> [Problème posé a]
Dans l'extrait sur l'écrit en sciences, quel matériel chaque groupe d'élèves reçoit-il pour le défi de l'ampoule ?

== Extrait fourni ==

L’écrit sous haute tension en sciences

Au sein d’une investigation scientifique, le langage est omniprésent. Les élèves sont amenés à poser des hypothèses, à proposer des modèles explicatifs, à argumenter des positions, à rédiger des protocoles expérimentaux, à communiquer des résultats.

Il y a un an, nous avons proposé à des enseignantes dont les élèves présentent des difficultés langagières de travailler ensemble à développer le langage au cœur des activités scientifiques en classe[1]Une recherche «Sciences et langage» menée par l’asbl Hypothèse avec une dizaine d’enseignantes d’écoles de Bruxelles..

Tâtonner et écrire pour soi

Nous menons une séquence sur le thème de l’électricité en deuxième année primaire. L’objectif est la compréhension du fonctionnement d’un appareil électrique, et l’installation de la notion de circuit ouvert et de circuit fermé. Lors de la première séance, l’observation minutieuse d’une lampe de poche donne lieu à une mise en situation du fonctionnement de cet appareil électrique. Nous proposons un défi : faire en sorte que l’ampoule s’allume. Les élèves reçoivent, par groupe, une petite ampoule et une pile plate.

« Choisir la formulation la plus adéquate pour comprendre ce que l’on a fait. »

Le niveau sonore augmente, certains s’impatientent, d’autres accusent la pile d’être vide ou l’ampoule d’être grillée, jusqu’à ce qu’une élève s’étonne d’y parvenir. Mais, l’ampoule ne s’allume que par intermittence et elle n’arrive pas à reproduire la position de l’ampoule pour l’allumer de nouveau. Après quelques minutes, certains groupes sont parvenus à allumer leur ampoule, la crispation des autres monte!

===
== Données fournies ==

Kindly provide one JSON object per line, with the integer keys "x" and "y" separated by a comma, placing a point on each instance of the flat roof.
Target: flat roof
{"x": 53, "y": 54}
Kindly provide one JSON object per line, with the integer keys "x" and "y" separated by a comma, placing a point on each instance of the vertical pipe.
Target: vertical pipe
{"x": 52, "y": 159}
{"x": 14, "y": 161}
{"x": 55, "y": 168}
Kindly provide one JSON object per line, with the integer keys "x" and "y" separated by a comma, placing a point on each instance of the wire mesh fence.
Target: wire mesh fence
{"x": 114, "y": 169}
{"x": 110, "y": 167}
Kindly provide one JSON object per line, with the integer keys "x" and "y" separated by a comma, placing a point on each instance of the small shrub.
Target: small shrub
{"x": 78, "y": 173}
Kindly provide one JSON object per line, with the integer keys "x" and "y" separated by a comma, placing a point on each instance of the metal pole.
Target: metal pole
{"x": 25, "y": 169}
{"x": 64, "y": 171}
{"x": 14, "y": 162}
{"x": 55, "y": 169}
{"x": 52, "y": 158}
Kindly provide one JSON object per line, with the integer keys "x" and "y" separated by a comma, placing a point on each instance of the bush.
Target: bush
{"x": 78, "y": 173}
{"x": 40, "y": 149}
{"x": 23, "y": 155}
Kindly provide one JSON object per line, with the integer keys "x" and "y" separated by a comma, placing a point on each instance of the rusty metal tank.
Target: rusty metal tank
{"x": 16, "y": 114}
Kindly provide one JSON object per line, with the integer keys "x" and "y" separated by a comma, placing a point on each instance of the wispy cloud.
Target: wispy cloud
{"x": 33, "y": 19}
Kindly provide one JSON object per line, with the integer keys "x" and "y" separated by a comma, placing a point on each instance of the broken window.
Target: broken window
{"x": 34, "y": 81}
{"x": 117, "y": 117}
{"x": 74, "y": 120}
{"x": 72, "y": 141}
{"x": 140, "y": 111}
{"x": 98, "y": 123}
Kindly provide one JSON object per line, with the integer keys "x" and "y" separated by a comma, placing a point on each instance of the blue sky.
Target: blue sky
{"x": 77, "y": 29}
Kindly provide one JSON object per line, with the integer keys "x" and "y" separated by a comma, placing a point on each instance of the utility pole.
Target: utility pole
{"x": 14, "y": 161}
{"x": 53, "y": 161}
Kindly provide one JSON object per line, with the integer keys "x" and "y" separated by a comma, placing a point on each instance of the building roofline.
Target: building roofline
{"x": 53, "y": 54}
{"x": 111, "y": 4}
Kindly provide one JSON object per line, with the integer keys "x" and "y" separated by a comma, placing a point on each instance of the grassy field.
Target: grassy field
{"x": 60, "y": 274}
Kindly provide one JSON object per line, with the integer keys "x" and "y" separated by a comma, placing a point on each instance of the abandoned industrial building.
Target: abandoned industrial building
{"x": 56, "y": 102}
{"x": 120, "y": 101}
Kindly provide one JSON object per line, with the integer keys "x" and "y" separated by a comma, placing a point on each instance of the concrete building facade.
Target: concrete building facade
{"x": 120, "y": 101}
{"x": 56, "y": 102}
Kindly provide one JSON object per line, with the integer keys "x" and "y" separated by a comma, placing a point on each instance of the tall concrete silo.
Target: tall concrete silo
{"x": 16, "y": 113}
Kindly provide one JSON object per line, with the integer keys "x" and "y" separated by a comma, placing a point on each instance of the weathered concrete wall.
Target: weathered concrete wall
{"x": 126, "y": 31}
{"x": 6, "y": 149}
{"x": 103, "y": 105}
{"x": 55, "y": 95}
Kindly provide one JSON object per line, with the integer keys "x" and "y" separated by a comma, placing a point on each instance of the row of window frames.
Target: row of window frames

===

> [Problème posé b]
Reprenez sous forme de liste numérotée les lignes allant de celle qui contient "the building roofline." jusqu'à la dernière des lignes fournies, ces deux bornes comprises. Omettez les lignes vides.

> [Réponse finale a]
Une petite ampoule et une pile plate.

> [Réponse finale b]
1. Kindly provide one JSON object per line, with the integer keys "x" and "y" separated by a comma, placing a point on each instance of the building roofline.
2. Target: building roofline
3. {"x": 53, "y": 54}
4. {"x": 111, "y": 4}
5. Kindly provide one JSON object per line, with the integer keys "x" and "y" separated by a comma, placing a point on each instance of the grassy field.
6. Target: grassy field
7. {"x": 60, "y": 274}
8. Kindly provide one JSON object per line, with the integer keys "x" and "y" separated by a comma, placing a point on each instance of the abandoned industrial building.
9. Target: abandoned industrial building
10. {"x": 56, "y": 102}
11. {"x": 120, "y": 101}
12. Kindly provide one JSON object per line, with the integer keys "x" and "y" separated by a comma, placing a point on each instance of the concrete building facade.
13. Target: concrete building facade
14. {"x": 120, "y": 101}
15. {"x": 56, "y": 102}
16. Kindly provide one JSON object per line, with the integer keys "x" and "y" separated by a comma, placing a point on each instance of the tall concrete silo.
17. Target: tall concrete silo
18. {"x": 16, "y": 113}
19. Kindly provide one JSON object per line, with the integer keys "x" and "y" separated by a comma, placing a point on each instance of the weathered concrete wall.
20. Target: weathered concrete wall
21. {"x": 126, "y": 31}
22. {"x": 6, "y": 149}
23. {"x": 103, "y": 105}
24. {"x": 55, "y": 95}
25. Kindly provide one JSON object per line, with the integer keys "x" and "y" separated by a comma, placing a point on each instance of the row of window frames.
26. Target: row of window frames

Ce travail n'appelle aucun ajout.